Your answer should consist of the lines holding "wooden", copied from the material below.

---*---

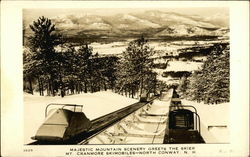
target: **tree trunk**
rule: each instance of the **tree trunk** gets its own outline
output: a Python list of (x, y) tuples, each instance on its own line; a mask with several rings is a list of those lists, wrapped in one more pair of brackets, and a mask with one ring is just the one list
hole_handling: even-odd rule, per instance
[(39, 87), (39, 94), (40, 94), (40, 96), (42, 96), (41, 80), (39, 77), (38, 77), (38, 87)]
[(93, 85), (93, 79), (91, 79), (91, 82), (90, 82), (90, 90), (91, 90), (91, 93), (94, 93), (94, 85)]
[(51, 79), (50, 81), (51, 81), (51, 82), (50, 82), (50, 85), (51, 85), (51, 93), (52, 93), (52, 96), (55, 96), (53, 79)]
[(32, 80), (31, 78), (29, 77), (29, 84), (30, 84), (30, 93), (33, 95), (33, 87), (32, 87)]
[(41, 91), (42, 91), (42, 96), (44, 96), (44, 92), (43, 92), (43, 80), (41, 80)]
[(125, 96), (128, 97), (128, 91), (127, 88), (125, 88)]
[(107, 85), (105, 81), (104, 81), (104, 90), (107, 91)]
[(64, 91), (64, 84), (62, 81), (62, 75), (60, 74), (60, 90), (61, 90), (61, 97), (63, 98), (65, 95), (65, 91)]
[(50, 82), (47, 83), (47, 95), (50, 96)]
[(140, 95), (139, 95), (139, 97), (141, 97), (142, 91), (143, 91), (143, 77), (141, 77), (141, 80), (140, 80)]
[(84, 81), (84, 93), (87, 93), (87, 92), (88, 92), (87, 82)]

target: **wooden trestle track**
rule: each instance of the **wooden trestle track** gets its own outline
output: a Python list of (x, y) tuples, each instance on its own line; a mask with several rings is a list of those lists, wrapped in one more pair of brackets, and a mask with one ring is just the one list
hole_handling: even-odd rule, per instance
[[(155, 101), (158, 98), (160, 102)], [(190, 107), (194, 111), (186, 109)], [(35, 141), (29, 145), (205, 143), (197, 110), (182, 105), (173, 90), (96, 118), (91, 123), (87, 132), (69, 140)]]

---*---

RESPONSE FOR THIS EXERCISE →
target: **wooden trestle track**
rule: each instance of the **wooden trestle track** gets its own outline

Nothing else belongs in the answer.